◆ Provided data
-- BEGIN --

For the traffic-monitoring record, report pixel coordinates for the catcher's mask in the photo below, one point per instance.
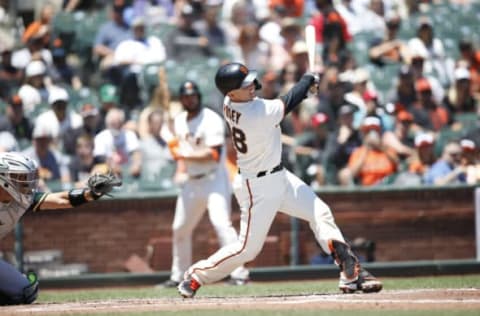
(18, 176)
(233, 76)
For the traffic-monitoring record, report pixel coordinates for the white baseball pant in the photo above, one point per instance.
(212, 192)
(260, 199)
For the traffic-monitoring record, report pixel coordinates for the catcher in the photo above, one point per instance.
(18, 196)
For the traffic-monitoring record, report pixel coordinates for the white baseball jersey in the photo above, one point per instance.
(204, 131)
(212, 190)
(255, 128)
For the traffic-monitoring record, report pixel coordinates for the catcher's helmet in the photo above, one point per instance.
(233, 76)
(18, 176)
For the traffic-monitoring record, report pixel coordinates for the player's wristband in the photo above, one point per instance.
(77, 197)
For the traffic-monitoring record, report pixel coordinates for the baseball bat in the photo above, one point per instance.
(310, 42)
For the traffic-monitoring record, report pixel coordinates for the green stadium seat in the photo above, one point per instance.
(444, 137)
(39, 109)
(163, 180)
(468, 120)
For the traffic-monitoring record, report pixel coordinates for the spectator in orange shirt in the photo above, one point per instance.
(44, 21)
(293, 8)
(424, 156)
(470, 159)
(472, 59)
(426, 111)
(371, 163)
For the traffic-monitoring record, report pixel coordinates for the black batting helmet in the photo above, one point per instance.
(233, 76)
(189, 88)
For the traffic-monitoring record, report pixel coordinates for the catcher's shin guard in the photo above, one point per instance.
(345, 259)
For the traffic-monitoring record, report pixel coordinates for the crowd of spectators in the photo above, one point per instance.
(398, 103)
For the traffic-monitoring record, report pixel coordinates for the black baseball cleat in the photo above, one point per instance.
(366, 283)
(237, 282)
(345, 259)
(169, 284)
(187, 288)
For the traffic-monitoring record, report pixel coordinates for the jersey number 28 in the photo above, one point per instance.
(239, 139)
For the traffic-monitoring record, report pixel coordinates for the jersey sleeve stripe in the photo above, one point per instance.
(38, 200)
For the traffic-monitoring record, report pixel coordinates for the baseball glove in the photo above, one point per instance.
(101, 184)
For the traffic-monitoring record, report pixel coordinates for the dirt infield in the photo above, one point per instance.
(404, 300)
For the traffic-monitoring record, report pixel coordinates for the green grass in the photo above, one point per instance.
(303, 313)
(255, 289)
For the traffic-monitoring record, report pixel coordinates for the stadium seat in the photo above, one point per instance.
(161, 180)
(39, 109)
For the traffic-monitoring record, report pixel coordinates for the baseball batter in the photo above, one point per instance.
(263, 187)
(18, 196)
(199, 146)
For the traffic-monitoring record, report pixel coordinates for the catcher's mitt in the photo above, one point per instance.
(101, 184)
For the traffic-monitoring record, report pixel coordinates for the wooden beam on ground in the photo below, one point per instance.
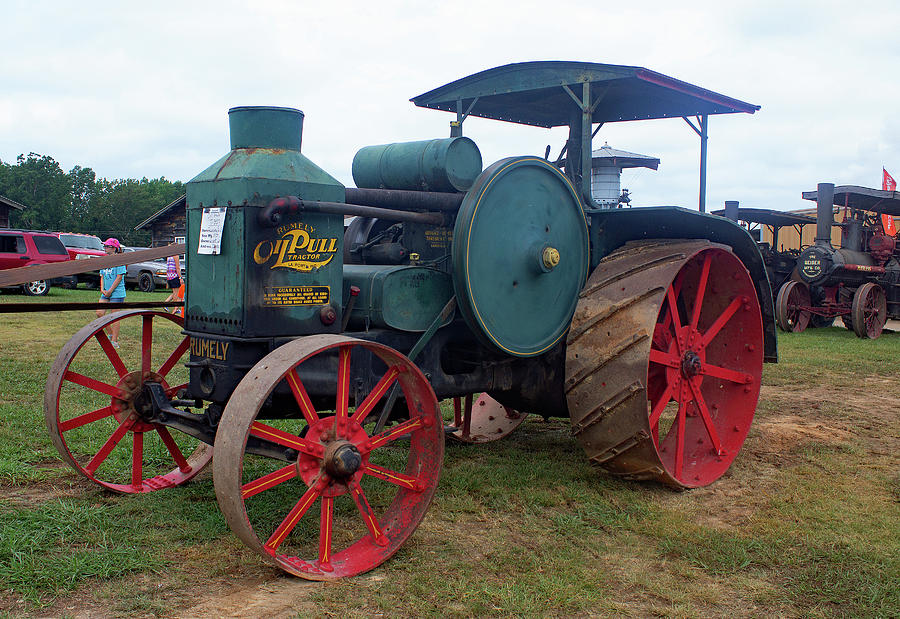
(34, 272)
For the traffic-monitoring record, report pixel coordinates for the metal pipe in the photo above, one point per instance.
(404, 199)
(824, 213)
(731, 209)
(272, 214)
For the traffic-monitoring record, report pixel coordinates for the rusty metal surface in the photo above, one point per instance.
(57, 377)
(22, 275)
(13, 308)
(484, 420)
(242, 410)
(609, 345)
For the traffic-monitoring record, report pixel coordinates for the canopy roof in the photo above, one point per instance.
(863, 198)
(769, 217)
(607, 155)
(534, 93)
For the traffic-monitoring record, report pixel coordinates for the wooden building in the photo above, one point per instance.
(6, 205)
(166, 225)
(789, 236)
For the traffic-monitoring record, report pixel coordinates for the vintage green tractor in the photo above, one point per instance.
(312, 358)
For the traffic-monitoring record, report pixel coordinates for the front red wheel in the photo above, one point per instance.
(89, 403)
(324, 495)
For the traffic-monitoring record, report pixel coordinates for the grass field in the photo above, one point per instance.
(806, 523)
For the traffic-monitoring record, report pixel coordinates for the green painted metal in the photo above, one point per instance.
(510, 293)
(266, 281)
(450, 164)
(406, 298)
(535, 93)
(612, 228)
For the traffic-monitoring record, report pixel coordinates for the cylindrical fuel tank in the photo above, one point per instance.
(821, 265)
(450, 164)
(262, 281)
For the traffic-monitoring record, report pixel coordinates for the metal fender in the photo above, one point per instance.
(612, 228)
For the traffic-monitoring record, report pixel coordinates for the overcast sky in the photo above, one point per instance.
(143, 89)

-- END --

◆ Exercise task
Set down again, unchanged, the lines of the items above, starting with the line that contains "the metal fender" and going on through the last line of the items.

◆ Full answer
For the traffic-monitoring record, report pixel coordinates for the metal fender in the photo above, one point per instance.
(612, 228)
For the traffic-monitoring record, report pixel coordinates for the overcast sky in the photo above, one point per instance.
(143, 89)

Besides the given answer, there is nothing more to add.